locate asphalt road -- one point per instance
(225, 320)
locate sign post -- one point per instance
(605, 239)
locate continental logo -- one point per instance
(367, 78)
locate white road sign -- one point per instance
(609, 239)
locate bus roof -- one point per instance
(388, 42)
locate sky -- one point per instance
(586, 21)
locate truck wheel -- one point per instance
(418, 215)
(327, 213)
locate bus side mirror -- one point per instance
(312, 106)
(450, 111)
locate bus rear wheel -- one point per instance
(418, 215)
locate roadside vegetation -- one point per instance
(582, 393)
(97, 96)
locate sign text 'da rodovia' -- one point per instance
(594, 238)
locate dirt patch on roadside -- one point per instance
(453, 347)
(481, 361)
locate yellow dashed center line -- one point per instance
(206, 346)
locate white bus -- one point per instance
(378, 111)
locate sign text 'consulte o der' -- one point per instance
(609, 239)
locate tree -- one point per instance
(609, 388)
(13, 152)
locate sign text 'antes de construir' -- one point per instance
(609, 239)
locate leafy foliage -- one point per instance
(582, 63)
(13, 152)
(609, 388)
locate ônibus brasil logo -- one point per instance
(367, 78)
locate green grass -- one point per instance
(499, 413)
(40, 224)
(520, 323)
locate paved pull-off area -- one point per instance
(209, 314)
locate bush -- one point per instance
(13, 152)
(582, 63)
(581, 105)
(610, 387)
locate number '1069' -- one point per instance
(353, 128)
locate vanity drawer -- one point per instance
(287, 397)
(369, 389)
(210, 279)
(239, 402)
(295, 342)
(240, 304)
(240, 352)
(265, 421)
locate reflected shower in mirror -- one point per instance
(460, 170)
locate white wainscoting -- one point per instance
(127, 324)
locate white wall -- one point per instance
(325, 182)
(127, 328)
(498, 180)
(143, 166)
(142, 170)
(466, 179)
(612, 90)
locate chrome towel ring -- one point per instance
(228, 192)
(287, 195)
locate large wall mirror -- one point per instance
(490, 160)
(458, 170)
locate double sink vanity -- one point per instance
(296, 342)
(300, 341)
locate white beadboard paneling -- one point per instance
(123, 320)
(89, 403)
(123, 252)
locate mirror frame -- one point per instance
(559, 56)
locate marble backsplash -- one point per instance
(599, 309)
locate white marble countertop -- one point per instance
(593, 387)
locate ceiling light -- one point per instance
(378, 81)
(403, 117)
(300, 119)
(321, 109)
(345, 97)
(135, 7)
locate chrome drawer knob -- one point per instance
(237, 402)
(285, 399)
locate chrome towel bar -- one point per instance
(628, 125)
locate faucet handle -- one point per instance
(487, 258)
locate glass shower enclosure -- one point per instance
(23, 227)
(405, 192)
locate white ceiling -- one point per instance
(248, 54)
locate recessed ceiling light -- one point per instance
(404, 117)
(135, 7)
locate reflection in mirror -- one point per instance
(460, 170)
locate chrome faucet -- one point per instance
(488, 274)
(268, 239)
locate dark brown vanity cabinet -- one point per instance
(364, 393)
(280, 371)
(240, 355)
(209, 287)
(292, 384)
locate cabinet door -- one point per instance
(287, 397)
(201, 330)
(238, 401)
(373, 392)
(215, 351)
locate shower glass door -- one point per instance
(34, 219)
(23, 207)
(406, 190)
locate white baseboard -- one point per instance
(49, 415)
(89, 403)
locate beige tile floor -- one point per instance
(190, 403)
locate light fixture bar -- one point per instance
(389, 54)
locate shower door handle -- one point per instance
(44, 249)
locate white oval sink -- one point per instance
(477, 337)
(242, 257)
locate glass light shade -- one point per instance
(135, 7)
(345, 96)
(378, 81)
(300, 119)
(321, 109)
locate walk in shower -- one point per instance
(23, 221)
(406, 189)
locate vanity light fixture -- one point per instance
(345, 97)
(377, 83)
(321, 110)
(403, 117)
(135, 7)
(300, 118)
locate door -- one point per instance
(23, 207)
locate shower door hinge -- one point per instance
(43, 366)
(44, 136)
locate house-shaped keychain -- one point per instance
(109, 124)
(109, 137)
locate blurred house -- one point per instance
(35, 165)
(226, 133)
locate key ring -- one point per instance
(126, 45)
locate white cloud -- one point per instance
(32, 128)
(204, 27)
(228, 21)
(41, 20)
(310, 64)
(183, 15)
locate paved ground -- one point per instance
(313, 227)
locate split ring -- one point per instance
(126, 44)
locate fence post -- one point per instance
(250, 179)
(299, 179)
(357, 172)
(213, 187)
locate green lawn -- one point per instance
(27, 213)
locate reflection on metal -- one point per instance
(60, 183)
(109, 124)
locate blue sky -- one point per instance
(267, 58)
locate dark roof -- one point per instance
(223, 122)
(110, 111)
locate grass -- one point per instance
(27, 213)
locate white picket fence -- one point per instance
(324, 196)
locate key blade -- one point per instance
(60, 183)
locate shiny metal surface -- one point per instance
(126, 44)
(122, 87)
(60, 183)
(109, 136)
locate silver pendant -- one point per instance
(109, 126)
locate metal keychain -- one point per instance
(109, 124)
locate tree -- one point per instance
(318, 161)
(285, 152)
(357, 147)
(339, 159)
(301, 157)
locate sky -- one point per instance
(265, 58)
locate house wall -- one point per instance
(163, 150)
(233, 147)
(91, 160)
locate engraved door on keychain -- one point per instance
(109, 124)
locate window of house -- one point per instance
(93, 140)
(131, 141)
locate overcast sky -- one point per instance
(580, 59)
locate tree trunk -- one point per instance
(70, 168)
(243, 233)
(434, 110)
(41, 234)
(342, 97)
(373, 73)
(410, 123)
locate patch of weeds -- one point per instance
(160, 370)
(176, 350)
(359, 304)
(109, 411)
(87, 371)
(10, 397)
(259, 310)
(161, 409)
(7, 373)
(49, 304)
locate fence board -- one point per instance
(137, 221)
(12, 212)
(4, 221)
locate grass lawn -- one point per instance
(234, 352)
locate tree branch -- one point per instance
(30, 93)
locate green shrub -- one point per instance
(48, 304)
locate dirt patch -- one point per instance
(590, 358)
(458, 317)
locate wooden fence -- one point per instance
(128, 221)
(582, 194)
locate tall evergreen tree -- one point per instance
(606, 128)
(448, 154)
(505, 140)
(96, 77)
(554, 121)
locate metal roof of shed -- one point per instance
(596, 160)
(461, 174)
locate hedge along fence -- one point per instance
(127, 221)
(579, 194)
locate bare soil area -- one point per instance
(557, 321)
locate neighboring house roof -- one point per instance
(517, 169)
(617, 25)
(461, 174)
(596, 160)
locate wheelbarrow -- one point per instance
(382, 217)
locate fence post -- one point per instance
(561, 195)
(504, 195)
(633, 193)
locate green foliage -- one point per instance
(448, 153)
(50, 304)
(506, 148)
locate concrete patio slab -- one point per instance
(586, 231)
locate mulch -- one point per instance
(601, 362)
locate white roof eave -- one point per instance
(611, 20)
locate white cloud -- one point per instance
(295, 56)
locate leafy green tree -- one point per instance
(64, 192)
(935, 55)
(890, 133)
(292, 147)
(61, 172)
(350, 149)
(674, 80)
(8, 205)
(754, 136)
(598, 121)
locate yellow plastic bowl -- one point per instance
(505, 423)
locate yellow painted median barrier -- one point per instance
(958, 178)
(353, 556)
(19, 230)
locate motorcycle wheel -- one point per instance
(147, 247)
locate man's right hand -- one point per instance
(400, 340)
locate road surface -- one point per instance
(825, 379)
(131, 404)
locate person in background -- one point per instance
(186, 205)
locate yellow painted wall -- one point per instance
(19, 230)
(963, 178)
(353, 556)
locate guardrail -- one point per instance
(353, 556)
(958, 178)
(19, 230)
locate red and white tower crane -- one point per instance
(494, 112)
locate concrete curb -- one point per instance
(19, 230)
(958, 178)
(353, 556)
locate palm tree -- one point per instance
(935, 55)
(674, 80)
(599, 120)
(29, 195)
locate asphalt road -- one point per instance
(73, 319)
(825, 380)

*Work to be completed*
Please retype the entries above in full, exactly as they stand.

*Answer for this exercise*
locate asphalt road -- one point per instance
(225, 320)
locate sign post -- one point per instance
(605, 239)
locate continental logo -- one point per instance
(367, 78)
locate white road sign -- one point per instance
(609, 239)
locate bus roof -- one point per instance
(388, 42)
locate sky -- one point per instance
(586, 21)
locate truck wheel -- one point per instance
(418, 215)
(327, 213)
locate bus side mirror -- one point per instance
(312, 106)
(450, 111)
locate bus rear wheel -- one point per instance
(418, 215)
locate roadside vegetation -- one point per instance
(582, 393)
(97, 96)
locate sign text 'da rodovia' -- one point per instance
(594, 238)
locate dirt patch on roadside -- one point per instance
(453, 347)
(481, 361)
locate yellow dashed center line -- one point per instance
(206, 346)
locate white bus -- one point per instance
(378, 111)
locate sign text 'consulte o der' -- one point per instance
(609, 239)
locate tree -- one point per instance
(609, 388)
(13, 152)
locate sign text 'antes de construir' -- one point per instance
(609, 239)
locate leafy foliage -- one point per instance
(582, 63)
(13, 152)
(609, 388)
locate ônibus brasil logo -- one point per instance
(367, 78)
locate green grass -- one point per instance
(499, 413)
(40, 224)
(520, 323)
locate paved pull-off area -- one point per instance
(209, 314)
locate bush -- one point per instance
(13, 152)
(582, 63)
(581, 105)
(610, 387)
locate number '1069' -- one point per instance
(353, 128)
locate vanity drawer -- one point per instance
(287, 397)
(369, 389)
(210, 279)
(239, 402)
(295, 342)
(240, 304)
(240, 352)
(265, 421)
locate reflected shower in mirror -- one point per instance
(460, 170)
locate white wainscoting -- one point per instance
(127, 324)
locate white wall -- one point per instance
(325, 182)
(127, 328)
(498, 180)
(143, 166)
(142, 170)
(466, 179)
(612, 90)
locate chrome towel ring -- one point per instance
(228, 192)
(287, 195)
locate large wall mirror -- one point per instance
(490, 160)
(458, 170)
locate double sink vanity -- one point per instance
(296, 342)
(300, 341)
locate white beadboard paneling -- one point per instance
(123, 320)
(89, 403)
(123, 252)
locate mirror frame -- one point per instance
(559, 56)
locate marble backsplash -- one point per instance
(599, 309)
locate white marble countertop -- one point per instance
(593, 387)
locate ceiling light -- one point per instance
(378, 81)
(403, 117)
(300, 119)
(321, 109)
(345, 97)
(135, 7)
locate chrome drawer knob -- one point per instance
(237, 402)
(285, 399)
locate chrome towel bar -- one point per instance
(628, 125)
locate faucet handle -- one point per instance
(487, 258)
locate glass shower enclosure -- one point per instance
(23, 227)
(405, 192)
locate white ceiling -- one point per instance
(248, 54)
locate recessed ceiling light -- one point per instance
(404, 117)
(135, 7)
locate reflection in mirror -- one point per instance
(460, 170)
locate chrome faucet -- one point per instance
(488, 274)
(268, 239)
locate dark brown vanity cabinet -- one point per instance
(364, 393)
(280, 371)
(240, 355)
(209, 287)
(292, 384)
locate cabinet door -- one point per instance
(287, 397)
(201, 330)
(238, 401)
(373, 392)
(215, 351)
locate shower glass door -- one point per instance
(34, 219)
(23, 207)
(406, 190)
locate white baseboard -- one point per instance
(49, 415)
(89, 403)
locate beige tile floor -- one point per instance
(190, 403)
locate light fixture bar -- one point per instance
(389, 54)
locate shower door handle -- one point per instance
(44, 249)
locate white oval sink -- one point per instance
(477, 337)
(242, 257)
locate glass light shade -- one point per instance
(135, 7)
(345, 96)
(378, 81)
(300, 119)
(321, 109)
locate walk in shower -- one point per instance
(23, 221)
(406, 189)
locate vanity light fixture -- one point per instance
(345, 97)
(377, 83)
(321, 110)
(403, 117)
(135, 7)
(300, 118)
locate door -- one point per instance
(23, 207)
locate shower door hinge -- one point per instance
(43, 366)
(44, 136)
locate house-shaped keychain -- one point per instance
(109, 124)
(109, 137)
locate blurred house -- one point per instance
(35, 165)
(226, 133)
locate key ring -- one point per instance
(126, 45)
locate white cloud -- one point per instance
(32, 128)
(204, 27)
(228, 21)
(41, 20)
(310, 64)
(183, 15)
locate paved ground -- one point per instance
(313, 227)
locate split ring -- one point per instance
(126, 44)
locate fence post -- one point per instance
(250, 179)
(299, 179)
(357, 172)
(213, 187)
locate green lawn -- one point per instance
(27, 213)
locate reflection on metal -- one point per instance
(60, 183)
(109, 124)
locate blue sky -- one point per instance
(267, 58)
locate dark roof -- one point per instance
(223, 122)
(110, 111)
locate grass -- one point per instance
(27, 213)
locate white picket fence -- one point per instance
(324, 196)
locate key blade -- one point per instance
(60, 183)
locate shiny metal surface -- one point per instance
(126, 44)
(122, 87)
(60, 183)
(109, 136)
locate silver pendant -- one point per instance
(109, 126)
locate metal keychain -- one point per instance
(109, 124)
locate tree -- one point per instance
(318, 161)
(285, 152)
(357, 147)
(339, 159)
(301, 157)
locate sky -- one point per instance
(265, 58)
locate house wall -- one point per instance
(163, 150)
(233, 147)
(91, 160)
locate engraved door on keychain -- one point per instance
(109, 124)
locate window of house -- one point per instance
(93, 140)
(131, 141)
locate overcast sky -- one point per instance
(580, 59)
locate tree trunk -- one point per instance
(70, 168)
(243, 233)
(434, 110)
(41, 234)
(342, 97)
(373, 73)
(410, 123)
locate patch of weeds -- one point per instance
(160, 370)
(176, 350)
(359, 304)
(109, 411)
(87, 371)
(10, 397)
(259, 310)
(161, 409)
(7, 373)
(49, 304)
locate fence board -- one point per instance
(137, 221)
(12, 212)
(4, 221)
locate grass lawn -- one point per instance
(234, 352)
locate tree branch -- one point per instance
(30, 93)
locate green shrub -- one point per instance
(48, 304)
locate dirt patch -- one point per instance
(590, 358)
(458, 317)
locate wooden fence -- one point per instance
(128, 221)
(582, 194)
locate tall evergreen tree -- one point per instance
(606, 128)
(448, 154)
(505, 140)
(96, 77)
(554, 121)
locate metal roof of shed -- one point per instance
(596, 160)
(461, 174)
locate hedge along fence -- one point per instance
(127, 221)
(579, 194)
locate bare soil area -- one point per instance
(557, 321)
locate neighboring house roof -- one point per instance
(517, 169)
(617, 25)
(461, 174)
(596, 160)
locate wheelbarrow -- one point per instance
(382, 217)
locate fence post -- one point per instance
(561, 195)
(504, 195)
(633, 193)
locate green foliage -- one point per instance
(448, 153)
(50, 304)
(506, 148)
locate concrete patio slab -- one point per instance
(586, 231)
locate mulch -- one point per instance
(601, 362)
locate white roof eave -- one point per instance
(611, 20)
locate white cloud -- one point per instance
(295, 56)
locate leafy green tree -- one point per instance
(64, 192)
(935, 55)
(890, 133)
(292, 147)
(61, 172)
(350, 149)
(674, 80)
(8, 205)
(754, 136)
(598, 121)
locate yellow plastic bowl -- one point per instance
(505, 423)
locate yellow painted median barrier -- one point per instance
(958, 178)
(353, 556)
(19, 230)
locate motorcycle wheel -- one point per instance
(147, 247)
locate man's right hand -- one point per instance
(400, 340)
locate road surface -- one point per instance
(825, 379)
(131, 404)
locate person in background -- one point per instance
(186, 205)
locate yellow painted wall -- one point per instance
(19, 230)
(963, 178)
(353, 556)
locate guardrail -- one point per instance
(353, 556)
(958, 178)
(19, 230)
locate red and white tower crane -- one point per instance
(494, 112)
locate concrete curb -- one point per instance
(19, 230)
(958, 178)
(353, 556)
locate palm tree -- one point per instance
(935, 55)
(674, 80)
(599, 120)
(29, 195)
locate asphalt road -- one point per instance
(73, 319)
(825, 380)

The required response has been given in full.